• PROBLEM STATEMENT
Copy out all of the data below with no alterations.

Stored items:
......

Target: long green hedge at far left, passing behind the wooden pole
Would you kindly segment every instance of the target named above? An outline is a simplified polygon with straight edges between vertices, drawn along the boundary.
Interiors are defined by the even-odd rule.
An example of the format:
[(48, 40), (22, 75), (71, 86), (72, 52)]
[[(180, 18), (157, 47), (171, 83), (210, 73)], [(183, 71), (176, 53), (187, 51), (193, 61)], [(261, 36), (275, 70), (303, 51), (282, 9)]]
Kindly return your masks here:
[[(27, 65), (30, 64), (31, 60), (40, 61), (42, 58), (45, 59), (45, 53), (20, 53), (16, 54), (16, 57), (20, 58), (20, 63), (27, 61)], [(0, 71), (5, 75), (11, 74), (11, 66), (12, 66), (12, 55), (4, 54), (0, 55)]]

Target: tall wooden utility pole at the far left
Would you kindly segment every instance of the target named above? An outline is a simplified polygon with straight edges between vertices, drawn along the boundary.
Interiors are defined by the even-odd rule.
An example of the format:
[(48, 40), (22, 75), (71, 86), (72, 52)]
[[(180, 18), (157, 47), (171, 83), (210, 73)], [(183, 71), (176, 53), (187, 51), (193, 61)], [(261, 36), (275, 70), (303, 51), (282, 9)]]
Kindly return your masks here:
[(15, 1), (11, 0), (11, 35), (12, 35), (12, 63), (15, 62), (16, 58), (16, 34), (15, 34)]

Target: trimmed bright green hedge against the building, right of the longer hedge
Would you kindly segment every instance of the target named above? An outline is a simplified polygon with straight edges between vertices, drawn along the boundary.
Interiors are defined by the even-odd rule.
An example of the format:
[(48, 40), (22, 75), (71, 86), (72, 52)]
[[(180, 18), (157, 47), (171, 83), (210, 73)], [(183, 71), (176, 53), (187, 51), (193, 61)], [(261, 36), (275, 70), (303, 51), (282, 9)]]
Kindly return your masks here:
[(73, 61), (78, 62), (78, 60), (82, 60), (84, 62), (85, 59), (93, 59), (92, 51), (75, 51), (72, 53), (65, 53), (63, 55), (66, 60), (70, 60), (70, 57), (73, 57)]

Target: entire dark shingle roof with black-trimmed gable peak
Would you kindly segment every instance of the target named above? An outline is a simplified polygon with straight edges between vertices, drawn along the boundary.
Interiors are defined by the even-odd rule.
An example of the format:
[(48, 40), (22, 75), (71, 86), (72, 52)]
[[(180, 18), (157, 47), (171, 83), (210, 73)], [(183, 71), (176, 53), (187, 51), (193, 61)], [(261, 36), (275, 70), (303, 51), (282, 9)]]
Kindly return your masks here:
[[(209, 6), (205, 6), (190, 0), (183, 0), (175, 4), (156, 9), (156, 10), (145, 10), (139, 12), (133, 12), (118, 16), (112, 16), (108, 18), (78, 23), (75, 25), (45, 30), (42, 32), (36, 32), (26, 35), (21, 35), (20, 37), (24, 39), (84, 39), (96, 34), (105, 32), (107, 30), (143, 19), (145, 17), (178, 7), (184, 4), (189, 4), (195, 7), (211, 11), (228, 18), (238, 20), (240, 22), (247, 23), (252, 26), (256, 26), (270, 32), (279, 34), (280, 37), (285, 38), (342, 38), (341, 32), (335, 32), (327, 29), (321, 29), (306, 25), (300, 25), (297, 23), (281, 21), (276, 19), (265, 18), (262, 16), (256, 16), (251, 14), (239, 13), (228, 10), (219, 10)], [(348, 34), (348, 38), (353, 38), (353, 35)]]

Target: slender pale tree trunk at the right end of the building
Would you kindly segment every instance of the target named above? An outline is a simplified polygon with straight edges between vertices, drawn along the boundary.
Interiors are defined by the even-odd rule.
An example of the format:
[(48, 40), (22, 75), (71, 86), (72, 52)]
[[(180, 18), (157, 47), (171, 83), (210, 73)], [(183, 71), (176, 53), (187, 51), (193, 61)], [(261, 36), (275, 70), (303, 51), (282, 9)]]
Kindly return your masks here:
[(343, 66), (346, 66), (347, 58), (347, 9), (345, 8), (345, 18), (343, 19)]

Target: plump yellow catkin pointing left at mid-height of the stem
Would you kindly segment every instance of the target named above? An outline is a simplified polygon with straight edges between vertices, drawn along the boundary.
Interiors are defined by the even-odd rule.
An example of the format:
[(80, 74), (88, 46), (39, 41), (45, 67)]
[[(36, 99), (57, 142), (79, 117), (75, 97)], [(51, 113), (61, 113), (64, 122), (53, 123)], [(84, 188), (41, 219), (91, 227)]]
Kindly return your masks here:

......

• WRITTEN RESPONSE
Target: long green hedge at far left, passing behind the wooden pole
Would you kindly segment every instance of the target named above? An outline is a simplified polygon with straight edges between vertices, drawn along the boundary.
Interiors are defined by the even-odd rule.
An example of the format:
[(48, 40), (22, 75), (71, 86), (72, 52)]
[[(180, 18), (157, 47), (171, 83), (210, 73)], [(183, 71), (176, 53), (187, 51), (193, 61)], [(261, 36), (275, 70), (303, 51), (282, 9)]]
Kindly return your masks here:
[[(27, 65), (30, 64), (31, 60), (40, 61), (42, 58), (45, 59), (45, 53), (20, 53), (16, 54), (16, 57), (20, 58), (20, 63), (27, 61)], [(0, 71), (5, 75), (11, 74), (11, 66), (12, 66), (12, 55), (4, 54), (0, 55)]]

Target: tall wooden utility pole at the far left
Would you kindly segment every instance of the target named above? An outline is a simplified polygon with straight edges between vertices, drawn along the boundary.
Interiors are defined by the even-odd rule.
An example of the format:
[(48, 40), (22, 75), (71, 86), (72, 52)]
[[(180, 18), (157, 47), (171, 83), (210, 73)], [(183, 71), (176, 53), (187, 51), (193, 61)], [(261, 36), (275, 70), (303, 51), (282, 9)]]
Kindly return your masks here:
[(15, 1), (11, 0), (11, 35), (12, 35), (12, 63), (15, 62), (16, 58), (16, 34), (15, 34)]

Target: trimmed bright green hedge against the building, right of the longer hedge
Would you kindly segment every instance of the target named above? An outline is a simplified polygon with straight edges between vertices, drawn along the boundary.
Interiors are defined by the even-odd rule.
An example of the format:
[(48, 40), (22, 75), (71, 86), (72, 52)]
[[(180, 18), (157, 47), (171, 83), (210, 73)], [(183, 71), (176, 53), (187, 51), (193, 61)], [(261, 36), (275, 70), (303, 51), (282, 9)]]
Kindly return your masks here:
[(73, 61), (78, 62), (78, 60), (82, 60), (84, 62), (85, 59), (93, 59), (92, 51), (75, 51), (72, 53), (65, 53), (63, 55), (66, 60), (70, 60), (70, 57), (73, 57)]

Target: entire dark shingle roof with black-trimmed gable peak
Would you kindly segment every instance of the target named above? An outline is a simplified polygon with straight edges between vertices, drawn along the boundary.
Interiors are defined by the even-odd rule.
An example of the format:
[(48, 40), (22, 75), (71, 86), (72, 52)]
[[(180, 18), (157, 47), (171, 83), (210, 73)], [(183, 71), (176, 53), (187, 51), (193, 61)], [(261, 36), (275, 70), (303, 51), (282, 9)]]
Kindly return your masks here:
[[(209, 6), (205, 6), (190, 0), (183, 0), (175, 4), (156, 9), (156, 10), (145, 10), (139, 12), (133, 12), (118, 16), (112, 16), (108, 18), (78, 23), (75, 25), (45, 30), (42, 32), (36, 32), (26, 35), (21, 35), (20, 37), (24, 39), (84, 39), (96, 34), (105, 32), (107, 30), (143, 19), (145, 17), (178, 7), (184, 4), (189, 4), (195, 7), (211, 11), (228, 18), (238, 20), (240, 22), (247, 23), (252, 26), (256, 26), (270, 32), (279, 34), (280, 37), (285, 38), (342, 38), (341, 32), (335, 32), (327, 29), (321, 29), (306, 25), (300, 25), (297, 23), (281, 21), (276, 19), (265, 18), (262, 16), (256, 16), (251, 14), (239, 13), (228, 10), (219, 10)], [(348, 34), (348, 38), (353, 38), (353, 35)]]

Target: slender pale tree trunk at the right end of the building
Would you kindly segment every instance of the target named above? An outline is a simplified polygon with straight edges between vertices, drawn along the boundary.
Interiors are defined by the even-odd rule.
An example of the format:
[(48, 40), (22, 75), (71, 86), (72, 52)]
[[(180, 18), (157, 47), (171, 83), (210, 73)], [(183, 71), (176, 53), (187, 51), (193, 61)], [(261, 36), (275, 70), (303, 51), (282, 9)]]
Kindly return your masks here:
[(343, 66), (346, 66), (347, 58), (347, 9), (345, 8), (345, 18), (343, 19)]

Target: plump yellow catkin pointing left at mid-height of the stem
Would you kindly segment every instance of the target named above? An outline is a simplified polygon with straight edges between vertices, drawn along the boundary.
Interiors are defined by the even-odd rule.
An example of the format:
[(80, 74), (88, 46), (39, 41), (45, 67)]
[[(36, 99), (57, 142), (79, 117), (75, 97)], [(51, 113), (61, 113), (64, 122), (53, 123)], [(84, 188), (41, 219), (91, 227)]]
Kindly return your masks here:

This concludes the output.